Exercise -
Your answer must be every line of the data below that holds the string "bird", copied exactly.

Records to process -
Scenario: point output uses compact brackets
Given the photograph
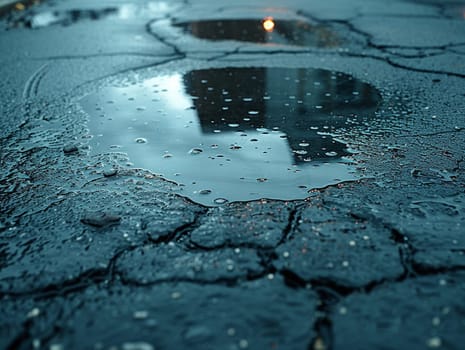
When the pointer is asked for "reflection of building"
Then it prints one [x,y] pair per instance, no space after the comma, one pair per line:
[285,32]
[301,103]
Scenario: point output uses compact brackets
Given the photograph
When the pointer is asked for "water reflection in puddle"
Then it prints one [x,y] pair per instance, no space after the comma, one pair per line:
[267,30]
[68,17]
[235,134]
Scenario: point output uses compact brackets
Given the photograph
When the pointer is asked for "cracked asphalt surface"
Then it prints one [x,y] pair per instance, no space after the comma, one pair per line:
--
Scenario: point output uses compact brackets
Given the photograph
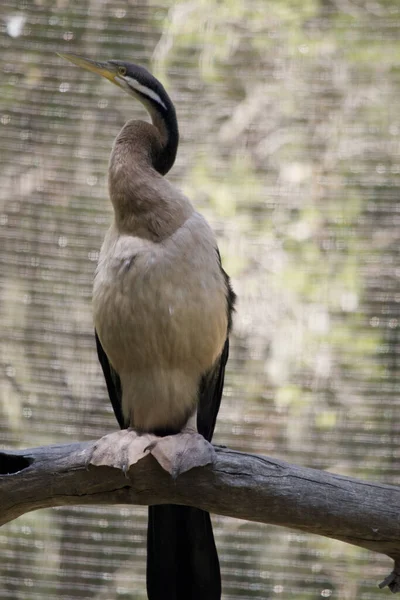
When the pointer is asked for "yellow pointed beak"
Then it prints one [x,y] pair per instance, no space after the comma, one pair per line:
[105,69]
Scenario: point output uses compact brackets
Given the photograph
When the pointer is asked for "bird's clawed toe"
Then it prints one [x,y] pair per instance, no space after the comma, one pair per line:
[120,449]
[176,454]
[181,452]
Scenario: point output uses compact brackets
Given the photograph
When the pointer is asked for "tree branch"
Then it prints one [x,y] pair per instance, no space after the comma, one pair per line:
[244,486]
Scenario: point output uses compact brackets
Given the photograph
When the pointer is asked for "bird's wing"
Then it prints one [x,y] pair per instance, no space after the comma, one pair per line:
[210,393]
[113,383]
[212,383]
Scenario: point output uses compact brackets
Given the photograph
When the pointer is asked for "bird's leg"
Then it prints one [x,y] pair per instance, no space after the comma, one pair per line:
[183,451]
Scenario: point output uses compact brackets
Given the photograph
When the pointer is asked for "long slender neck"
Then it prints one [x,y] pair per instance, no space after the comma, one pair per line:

Answer box -
When the pointer is asked for "bird's clawed toe"
When the pointer is asked for "bird's wing"
When the pointer is asked for "bird's leg"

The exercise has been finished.